TASK PROMPT
Write out the stretch of lines below that begins at the line with "# indicate the bird with a pin" and ends at the line with "# indicate the grassy field with a pin", including both, exactly as given and nothing more.
***** SUPPLIED RECORDS *****
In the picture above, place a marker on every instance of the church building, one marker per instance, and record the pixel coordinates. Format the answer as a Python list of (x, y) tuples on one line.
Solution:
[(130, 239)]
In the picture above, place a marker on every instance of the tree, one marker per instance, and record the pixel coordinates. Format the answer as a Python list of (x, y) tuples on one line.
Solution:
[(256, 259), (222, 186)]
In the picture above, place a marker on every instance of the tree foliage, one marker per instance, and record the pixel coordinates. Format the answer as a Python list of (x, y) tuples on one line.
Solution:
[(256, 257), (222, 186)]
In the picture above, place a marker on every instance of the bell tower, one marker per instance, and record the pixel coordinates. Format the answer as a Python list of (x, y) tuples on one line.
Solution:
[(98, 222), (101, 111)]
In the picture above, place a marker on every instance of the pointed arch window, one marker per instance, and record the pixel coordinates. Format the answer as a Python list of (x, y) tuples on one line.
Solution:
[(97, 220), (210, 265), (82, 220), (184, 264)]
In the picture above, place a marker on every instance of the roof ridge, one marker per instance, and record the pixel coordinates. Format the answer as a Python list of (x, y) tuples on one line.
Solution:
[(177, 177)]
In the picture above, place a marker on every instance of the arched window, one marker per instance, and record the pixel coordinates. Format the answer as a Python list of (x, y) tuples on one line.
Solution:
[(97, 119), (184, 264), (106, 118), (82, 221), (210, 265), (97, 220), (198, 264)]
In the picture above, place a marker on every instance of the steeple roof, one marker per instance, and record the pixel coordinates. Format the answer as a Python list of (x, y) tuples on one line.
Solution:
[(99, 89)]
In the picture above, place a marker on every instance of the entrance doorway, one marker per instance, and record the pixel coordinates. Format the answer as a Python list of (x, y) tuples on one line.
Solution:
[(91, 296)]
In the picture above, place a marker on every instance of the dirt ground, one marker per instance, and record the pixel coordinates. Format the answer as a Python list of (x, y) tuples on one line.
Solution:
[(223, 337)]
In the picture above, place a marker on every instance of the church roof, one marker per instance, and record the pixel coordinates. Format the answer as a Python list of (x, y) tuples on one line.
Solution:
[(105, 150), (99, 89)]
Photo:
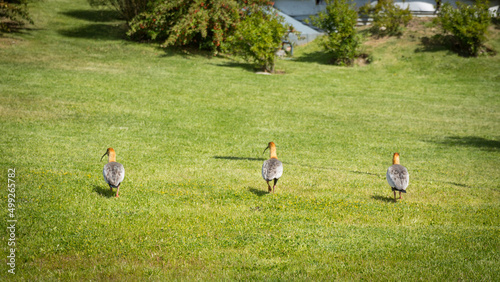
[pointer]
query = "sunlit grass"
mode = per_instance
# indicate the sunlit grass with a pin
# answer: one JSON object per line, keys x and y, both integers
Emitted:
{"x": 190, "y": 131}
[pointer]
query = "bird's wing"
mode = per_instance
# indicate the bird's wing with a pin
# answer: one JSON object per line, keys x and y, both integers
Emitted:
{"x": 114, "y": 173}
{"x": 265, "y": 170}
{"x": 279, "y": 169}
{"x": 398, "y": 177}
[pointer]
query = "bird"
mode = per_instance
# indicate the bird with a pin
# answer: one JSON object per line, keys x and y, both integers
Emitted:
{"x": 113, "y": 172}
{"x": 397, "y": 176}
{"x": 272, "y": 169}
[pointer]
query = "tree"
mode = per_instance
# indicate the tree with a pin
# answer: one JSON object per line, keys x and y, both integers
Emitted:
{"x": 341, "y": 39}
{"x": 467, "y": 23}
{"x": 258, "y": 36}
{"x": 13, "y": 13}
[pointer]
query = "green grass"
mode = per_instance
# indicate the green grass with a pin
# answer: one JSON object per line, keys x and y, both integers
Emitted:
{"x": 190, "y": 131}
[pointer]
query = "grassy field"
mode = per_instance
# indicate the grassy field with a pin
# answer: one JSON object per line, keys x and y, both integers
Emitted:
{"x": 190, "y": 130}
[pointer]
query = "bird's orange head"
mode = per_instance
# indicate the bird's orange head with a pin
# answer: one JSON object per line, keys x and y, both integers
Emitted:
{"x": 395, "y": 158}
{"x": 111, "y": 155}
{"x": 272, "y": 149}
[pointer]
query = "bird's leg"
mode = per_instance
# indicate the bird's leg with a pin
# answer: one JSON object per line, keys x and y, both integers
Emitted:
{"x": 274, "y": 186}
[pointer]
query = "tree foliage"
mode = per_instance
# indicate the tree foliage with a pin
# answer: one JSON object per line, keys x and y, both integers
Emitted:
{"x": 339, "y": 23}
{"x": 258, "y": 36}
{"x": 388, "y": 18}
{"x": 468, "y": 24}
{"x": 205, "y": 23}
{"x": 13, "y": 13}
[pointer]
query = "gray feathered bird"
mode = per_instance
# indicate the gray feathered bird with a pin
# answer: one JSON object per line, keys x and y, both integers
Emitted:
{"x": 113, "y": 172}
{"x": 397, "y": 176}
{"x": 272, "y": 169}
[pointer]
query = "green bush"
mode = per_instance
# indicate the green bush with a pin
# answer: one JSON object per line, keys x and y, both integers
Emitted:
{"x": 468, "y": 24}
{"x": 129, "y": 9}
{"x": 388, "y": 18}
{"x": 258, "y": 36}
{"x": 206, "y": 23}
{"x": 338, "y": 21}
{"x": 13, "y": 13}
*****
***** SUPPLIED RECORDS *****
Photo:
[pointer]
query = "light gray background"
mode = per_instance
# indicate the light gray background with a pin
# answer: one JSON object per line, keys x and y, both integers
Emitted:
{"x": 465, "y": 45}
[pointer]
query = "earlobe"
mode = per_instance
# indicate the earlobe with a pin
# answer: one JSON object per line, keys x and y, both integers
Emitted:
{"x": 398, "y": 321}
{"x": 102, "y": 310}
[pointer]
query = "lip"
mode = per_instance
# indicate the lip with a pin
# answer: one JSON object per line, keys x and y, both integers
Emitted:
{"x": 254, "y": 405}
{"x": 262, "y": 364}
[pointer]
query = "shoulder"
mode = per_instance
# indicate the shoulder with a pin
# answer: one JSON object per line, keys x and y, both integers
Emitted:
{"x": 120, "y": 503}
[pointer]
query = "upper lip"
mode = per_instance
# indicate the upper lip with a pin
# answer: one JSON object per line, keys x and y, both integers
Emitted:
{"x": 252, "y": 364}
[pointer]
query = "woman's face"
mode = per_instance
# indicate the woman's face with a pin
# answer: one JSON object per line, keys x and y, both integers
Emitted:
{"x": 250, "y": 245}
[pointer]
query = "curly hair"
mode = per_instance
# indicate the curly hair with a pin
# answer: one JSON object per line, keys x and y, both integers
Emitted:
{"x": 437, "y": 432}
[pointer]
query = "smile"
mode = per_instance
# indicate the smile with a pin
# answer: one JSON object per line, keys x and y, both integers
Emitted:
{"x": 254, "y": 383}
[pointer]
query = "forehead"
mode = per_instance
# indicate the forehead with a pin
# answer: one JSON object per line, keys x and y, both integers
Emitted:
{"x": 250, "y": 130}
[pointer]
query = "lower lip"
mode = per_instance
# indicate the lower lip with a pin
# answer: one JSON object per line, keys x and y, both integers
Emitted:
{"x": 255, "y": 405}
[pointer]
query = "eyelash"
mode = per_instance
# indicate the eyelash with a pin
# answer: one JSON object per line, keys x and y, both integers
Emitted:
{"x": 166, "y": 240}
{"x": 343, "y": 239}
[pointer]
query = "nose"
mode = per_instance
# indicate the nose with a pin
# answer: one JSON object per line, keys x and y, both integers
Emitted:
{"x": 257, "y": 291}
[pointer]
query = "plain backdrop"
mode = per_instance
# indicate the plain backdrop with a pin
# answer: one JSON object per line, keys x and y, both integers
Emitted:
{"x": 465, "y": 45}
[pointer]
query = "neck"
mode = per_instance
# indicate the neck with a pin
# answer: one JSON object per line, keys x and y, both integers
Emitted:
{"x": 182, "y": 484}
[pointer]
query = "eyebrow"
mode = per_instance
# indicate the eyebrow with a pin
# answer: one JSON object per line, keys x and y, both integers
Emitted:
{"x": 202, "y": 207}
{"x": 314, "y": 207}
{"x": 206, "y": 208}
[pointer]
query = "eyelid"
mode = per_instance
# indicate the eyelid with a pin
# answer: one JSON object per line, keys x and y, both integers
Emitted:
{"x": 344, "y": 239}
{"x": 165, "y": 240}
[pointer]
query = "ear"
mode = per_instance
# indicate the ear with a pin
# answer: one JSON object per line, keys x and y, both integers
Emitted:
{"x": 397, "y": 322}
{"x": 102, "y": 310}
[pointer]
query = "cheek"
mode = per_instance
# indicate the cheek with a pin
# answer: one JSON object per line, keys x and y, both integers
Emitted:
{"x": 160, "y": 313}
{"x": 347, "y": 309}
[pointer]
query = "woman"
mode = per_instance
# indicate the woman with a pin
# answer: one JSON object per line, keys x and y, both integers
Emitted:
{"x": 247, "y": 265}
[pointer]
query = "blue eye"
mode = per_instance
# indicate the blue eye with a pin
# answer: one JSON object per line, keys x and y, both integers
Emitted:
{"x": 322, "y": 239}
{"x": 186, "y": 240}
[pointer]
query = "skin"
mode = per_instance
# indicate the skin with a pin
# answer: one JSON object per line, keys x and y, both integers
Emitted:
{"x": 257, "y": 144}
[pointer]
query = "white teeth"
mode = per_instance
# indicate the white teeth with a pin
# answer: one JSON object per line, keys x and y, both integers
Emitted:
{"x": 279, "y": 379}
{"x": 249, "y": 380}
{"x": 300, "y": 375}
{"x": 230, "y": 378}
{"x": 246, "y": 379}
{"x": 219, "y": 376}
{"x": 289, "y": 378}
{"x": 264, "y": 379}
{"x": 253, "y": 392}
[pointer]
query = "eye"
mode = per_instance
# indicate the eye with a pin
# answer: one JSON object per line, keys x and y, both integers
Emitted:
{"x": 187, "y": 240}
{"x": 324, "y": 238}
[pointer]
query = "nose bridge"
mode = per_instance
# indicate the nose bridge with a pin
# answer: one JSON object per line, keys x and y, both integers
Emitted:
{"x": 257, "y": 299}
*****
RESULT OF THIS TASK
# indicate the bird with a pin
# answer: one JSON object per line, keys x and y, both integers
Emitted:
{"x": 113, "y": 172}
{"x": 397, "y": 176}
{"x": 272, "y": 169}
[pointer]
query = "tree"
mode = per_instance
# indicate the tree with a pin
# answer: one JSON object per line, keys x and y, both integers
Emitted:
{"x": 341, "y": 39}
{"x": 467, "y": 23}
{"x": 258, "y": 36}
{"x": 13, "y": 13}
[pointer]
query = "green grass"
mode = per_instance
# indicate the green grass with a pin
# answer: one JSON object per line, keys x and y, both integers
Emitted:
{"x": 190, "y": 131}
[pointer]
query = "grassy field"
mode = per_instance
# indicate the grassy field with a pin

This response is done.